== PROBLEM STATEMENT ==
In the data that follows, each entry is to be restated exactly.

[[ THE DATA open ]]

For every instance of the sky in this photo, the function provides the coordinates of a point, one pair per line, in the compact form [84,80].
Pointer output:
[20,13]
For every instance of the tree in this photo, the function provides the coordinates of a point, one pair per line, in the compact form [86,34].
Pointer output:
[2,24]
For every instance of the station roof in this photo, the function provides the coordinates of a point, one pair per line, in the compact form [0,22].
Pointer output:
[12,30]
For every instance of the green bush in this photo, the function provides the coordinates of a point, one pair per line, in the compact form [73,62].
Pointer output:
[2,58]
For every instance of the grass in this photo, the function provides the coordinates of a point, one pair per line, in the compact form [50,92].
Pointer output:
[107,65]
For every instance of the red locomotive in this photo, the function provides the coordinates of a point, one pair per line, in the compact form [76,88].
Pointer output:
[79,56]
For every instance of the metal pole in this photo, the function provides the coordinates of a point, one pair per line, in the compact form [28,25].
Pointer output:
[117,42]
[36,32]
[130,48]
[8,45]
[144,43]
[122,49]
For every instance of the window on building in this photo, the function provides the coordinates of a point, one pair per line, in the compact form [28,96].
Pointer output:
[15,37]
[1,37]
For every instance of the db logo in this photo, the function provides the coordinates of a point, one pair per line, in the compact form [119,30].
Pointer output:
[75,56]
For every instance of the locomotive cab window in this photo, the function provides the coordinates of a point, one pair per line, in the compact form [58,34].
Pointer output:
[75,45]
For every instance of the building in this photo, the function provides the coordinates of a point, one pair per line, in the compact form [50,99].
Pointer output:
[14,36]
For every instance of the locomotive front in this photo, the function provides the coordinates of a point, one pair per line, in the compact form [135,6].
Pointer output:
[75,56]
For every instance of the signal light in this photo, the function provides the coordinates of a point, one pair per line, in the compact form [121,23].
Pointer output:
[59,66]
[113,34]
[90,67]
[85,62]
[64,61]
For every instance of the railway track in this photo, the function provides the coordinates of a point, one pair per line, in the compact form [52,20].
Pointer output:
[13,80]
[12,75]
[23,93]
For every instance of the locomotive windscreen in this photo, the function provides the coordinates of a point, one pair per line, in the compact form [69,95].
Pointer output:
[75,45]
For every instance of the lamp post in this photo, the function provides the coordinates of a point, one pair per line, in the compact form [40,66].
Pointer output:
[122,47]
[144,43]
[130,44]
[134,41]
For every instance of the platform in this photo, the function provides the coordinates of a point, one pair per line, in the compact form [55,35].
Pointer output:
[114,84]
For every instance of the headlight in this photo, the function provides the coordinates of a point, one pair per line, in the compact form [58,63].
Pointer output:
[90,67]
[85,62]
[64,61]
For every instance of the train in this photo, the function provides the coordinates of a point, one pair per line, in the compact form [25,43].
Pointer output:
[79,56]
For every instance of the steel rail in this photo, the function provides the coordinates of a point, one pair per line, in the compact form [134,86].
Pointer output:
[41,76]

[[ THE DATA closed ]]

== WORKED SOLUTION ==
For every instance of the sky in this photo, the function provides the coordinates of a point, one pair per line, in the compact form [84,80].
Pointer output:
[20,13]
For every instance of the tree in this photo, the function provides the coordinates of a point, one pair per line, in the compact form [86,34].
Pointer output:
[2,24]
For every instance of the station roof in this photo, the function provides the coordinates of a point, one pair per line, in the compact form [0,22].
Pointer output:
[12,30]
For every instance of the green bush in this photo, the function provides the coordinates of a point, one pair per line, in the compact form [73,62].
Pointer output:
[2,58]
For every instance of the grass in this photo, the function provides the coordinates of a point, one pair per line, in the compact form [50,92].
Pointer output:
[107,65]
For every instance of the red locomotive in this photo, the function provides the coordinates of a point, one pair per line, in the compact form [76,88].
Pointer output:
[79,56]
For every instance of the metal pole in this photo, the function provides the coordinates of a point, one pair per line, in the compact form [28,25].
Pointer output:
[117,42]
[36,32]
[130,48]
[8,45]
[144,43]
[122,49]
For every instance of the window on building in this photo, the function provides the coordinates of a point, one pair per line, in the compact form [28,96].
Pointer output:
[15,37]
[1,37]
For every instance of the db logo in this photo, the function provides the coordinates of a point, one pair per line, in the compact form [119,30].
Pointer output:
[75,56]
For every instance of the locomotive cab window in this photo, the function provides the coordinates of a point, one pair per line, in the compact form [58,34].
Pointer output:
[75,45]
For every instance of the building in this photo, the function provides the coordinates of a point, one pair per line, in the compact form [50,99].
Pointer output:
[14,36]
For every instance of the locomotive front in this photo, the function provides the coordinates of a point, one pair per line, in the compact form [135,6].
Pointer output:
[75,56]
For every instance of the signal light in this photo, the function provides the coordinates of a point, one pair per line, in the compact form [121,23].
Pointer output:
[59,66]
[113,34]
[90,67]
[85,62]
[64,61]
For every instance of the railway track in this photo, the function provides the coordinates of a point, one pair per line, in the compact form [52,20].
Pointer output:
[13,80]
[12,75]
[23,93]
For every instance of the locomotive windscreen in this photo, the function provides the coordinates of a point, one pair per line, in the compact form [69,95].
Pointer output:
[75,45]
For every instance of the lamp post in this photo, the function provides the coordinates of a point, one pair per line, in the compact form [40,66].
Pointer output:
[122,47]
[144,43]
[130,44]
[134,41]
For every instance of the platform in this photo, the function provides the coordinates of a point, one pair per line, in the compact form [55,35].
Pointer output:
[114,84]
For every instance of the headlight in this photo, the function provides the coordinates of a point, one pair per line, in the compact form [58,63].
Pointer output:
[90,67]
[85,62]
[64,61]
For every instance of the train in this photo, the function provides the coordinates of a point, one pair per line, in the compact form [25,43].
Pointer output:
[79,56]
For every instance of the steel rail in this photo, the function provides the coordinates of a point, one pair per line, in the compact form [134,86].
Pointer output:
[41,76]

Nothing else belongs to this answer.